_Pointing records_
%%

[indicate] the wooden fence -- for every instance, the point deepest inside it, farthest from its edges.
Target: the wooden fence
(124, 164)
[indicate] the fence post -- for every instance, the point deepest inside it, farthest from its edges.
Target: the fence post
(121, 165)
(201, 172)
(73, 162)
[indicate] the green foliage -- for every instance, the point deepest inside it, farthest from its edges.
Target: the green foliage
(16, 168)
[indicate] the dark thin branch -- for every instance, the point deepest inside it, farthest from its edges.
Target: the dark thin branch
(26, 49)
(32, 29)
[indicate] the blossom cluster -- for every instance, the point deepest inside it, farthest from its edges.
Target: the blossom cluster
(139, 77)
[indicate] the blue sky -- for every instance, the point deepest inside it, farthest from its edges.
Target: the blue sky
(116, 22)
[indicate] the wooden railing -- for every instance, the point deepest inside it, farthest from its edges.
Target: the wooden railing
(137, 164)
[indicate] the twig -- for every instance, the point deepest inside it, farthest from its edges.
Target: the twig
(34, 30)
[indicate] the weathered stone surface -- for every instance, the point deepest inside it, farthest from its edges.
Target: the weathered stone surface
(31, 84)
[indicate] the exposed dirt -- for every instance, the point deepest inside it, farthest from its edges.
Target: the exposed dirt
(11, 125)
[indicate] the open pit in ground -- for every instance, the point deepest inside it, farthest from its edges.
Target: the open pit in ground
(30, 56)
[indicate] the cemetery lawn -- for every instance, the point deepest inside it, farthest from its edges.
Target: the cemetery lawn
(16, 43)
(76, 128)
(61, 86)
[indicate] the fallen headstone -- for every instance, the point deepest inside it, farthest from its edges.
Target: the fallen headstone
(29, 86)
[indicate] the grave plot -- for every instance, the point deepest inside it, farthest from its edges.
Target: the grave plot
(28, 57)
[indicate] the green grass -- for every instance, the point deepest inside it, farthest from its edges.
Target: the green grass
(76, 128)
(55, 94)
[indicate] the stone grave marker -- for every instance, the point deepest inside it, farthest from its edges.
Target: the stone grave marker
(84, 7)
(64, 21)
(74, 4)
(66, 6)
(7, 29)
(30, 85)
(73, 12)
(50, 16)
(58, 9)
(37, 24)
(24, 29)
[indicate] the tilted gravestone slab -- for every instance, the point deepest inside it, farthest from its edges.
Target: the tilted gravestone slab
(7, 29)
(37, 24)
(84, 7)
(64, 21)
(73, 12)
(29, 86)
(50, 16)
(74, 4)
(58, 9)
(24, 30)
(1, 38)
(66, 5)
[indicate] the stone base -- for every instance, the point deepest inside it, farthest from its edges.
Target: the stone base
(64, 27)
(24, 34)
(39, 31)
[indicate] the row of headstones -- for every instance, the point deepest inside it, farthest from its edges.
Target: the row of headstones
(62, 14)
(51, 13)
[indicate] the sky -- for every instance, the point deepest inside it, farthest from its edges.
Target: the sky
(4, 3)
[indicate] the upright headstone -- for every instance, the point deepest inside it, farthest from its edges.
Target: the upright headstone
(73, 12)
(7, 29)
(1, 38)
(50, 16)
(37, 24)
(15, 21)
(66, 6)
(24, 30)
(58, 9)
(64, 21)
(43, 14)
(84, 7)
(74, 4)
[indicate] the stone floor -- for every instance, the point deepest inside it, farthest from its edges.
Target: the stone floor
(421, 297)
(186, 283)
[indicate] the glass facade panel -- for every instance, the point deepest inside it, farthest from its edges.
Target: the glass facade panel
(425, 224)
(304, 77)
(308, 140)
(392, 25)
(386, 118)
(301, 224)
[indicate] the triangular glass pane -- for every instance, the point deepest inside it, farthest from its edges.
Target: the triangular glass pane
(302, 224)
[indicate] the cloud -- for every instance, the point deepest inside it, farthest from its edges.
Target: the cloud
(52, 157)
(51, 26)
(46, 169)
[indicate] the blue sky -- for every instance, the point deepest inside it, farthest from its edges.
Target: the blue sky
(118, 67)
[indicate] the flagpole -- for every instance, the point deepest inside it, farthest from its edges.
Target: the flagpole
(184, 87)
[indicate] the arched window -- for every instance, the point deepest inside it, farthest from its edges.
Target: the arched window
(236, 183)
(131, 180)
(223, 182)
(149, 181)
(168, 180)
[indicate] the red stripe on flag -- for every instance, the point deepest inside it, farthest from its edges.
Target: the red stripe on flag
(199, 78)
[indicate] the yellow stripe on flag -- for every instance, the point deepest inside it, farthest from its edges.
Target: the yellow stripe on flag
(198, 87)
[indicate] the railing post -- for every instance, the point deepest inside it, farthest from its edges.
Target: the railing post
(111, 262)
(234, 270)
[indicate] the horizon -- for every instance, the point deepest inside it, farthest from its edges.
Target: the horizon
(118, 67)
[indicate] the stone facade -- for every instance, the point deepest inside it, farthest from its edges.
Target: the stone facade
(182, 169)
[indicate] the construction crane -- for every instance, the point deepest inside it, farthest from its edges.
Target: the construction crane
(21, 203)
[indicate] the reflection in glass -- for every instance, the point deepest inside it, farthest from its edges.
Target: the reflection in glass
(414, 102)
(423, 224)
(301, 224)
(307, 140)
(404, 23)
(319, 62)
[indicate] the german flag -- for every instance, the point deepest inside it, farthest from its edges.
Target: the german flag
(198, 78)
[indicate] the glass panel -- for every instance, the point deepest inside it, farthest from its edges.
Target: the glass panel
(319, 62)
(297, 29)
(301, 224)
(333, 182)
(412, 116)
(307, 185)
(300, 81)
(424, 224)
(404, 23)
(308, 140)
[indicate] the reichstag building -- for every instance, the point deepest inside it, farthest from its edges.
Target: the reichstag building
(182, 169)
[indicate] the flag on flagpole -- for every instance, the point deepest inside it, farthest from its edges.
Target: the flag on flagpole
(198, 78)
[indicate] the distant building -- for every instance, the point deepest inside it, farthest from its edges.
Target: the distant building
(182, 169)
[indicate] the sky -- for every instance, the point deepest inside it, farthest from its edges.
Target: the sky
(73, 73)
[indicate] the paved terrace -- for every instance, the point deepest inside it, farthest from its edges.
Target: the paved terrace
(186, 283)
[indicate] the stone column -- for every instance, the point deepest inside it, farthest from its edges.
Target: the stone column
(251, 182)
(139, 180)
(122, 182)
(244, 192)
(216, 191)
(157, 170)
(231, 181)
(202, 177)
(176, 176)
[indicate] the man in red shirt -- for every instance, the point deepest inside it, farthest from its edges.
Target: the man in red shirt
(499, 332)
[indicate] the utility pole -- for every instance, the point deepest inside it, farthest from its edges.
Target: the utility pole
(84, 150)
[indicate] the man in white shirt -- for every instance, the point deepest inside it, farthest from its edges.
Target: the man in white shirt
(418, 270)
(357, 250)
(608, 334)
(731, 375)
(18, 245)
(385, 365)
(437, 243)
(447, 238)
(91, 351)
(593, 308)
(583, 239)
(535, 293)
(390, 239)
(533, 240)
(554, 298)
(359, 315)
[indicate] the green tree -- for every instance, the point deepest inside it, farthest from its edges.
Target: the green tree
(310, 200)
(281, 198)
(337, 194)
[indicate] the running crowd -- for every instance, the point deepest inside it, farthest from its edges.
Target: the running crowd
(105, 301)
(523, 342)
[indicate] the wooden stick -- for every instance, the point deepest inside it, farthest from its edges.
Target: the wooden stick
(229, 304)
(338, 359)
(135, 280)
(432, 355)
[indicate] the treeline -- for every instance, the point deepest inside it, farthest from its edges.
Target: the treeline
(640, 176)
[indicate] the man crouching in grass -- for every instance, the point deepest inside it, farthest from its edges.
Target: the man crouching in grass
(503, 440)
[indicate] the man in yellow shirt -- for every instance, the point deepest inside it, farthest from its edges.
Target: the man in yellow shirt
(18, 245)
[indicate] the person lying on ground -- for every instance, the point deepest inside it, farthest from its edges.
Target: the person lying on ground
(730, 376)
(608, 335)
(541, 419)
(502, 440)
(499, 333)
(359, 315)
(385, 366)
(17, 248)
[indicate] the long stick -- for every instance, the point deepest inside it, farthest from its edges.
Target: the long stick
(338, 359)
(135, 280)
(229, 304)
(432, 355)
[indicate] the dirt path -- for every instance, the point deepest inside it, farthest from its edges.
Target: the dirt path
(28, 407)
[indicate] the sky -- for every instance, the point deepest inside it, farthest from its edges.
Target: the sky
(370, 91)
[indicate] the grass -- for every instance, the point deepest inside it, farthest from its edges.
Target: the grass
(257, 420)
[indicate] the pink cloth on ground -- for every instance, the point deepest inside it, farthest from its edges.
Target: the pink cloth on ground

%%

_Directions for this task_
Write the lines out exactly, from the one with "[indicate] the dirt" down to the last line of the listing, and leave out all others.

_Written solution_
[indicate] the dirt path -- for every instance, the point deepest inside it, farthest from its edges.
Target: the dirt path
(28, 407)
[indicate] the sky -- for every instance, the point deepest inside it, farthest from its edges.
Target: the sky
(370, 91)
[indicate] the grass -- for every instance, the point deepest inside it, farthest from its edges.
Target: the grass
(257, 420)
[indicate] the pink cloth on ground -- for every instance, the point deepest inside it, farthest from its edges.
Target: the pink cloth on ground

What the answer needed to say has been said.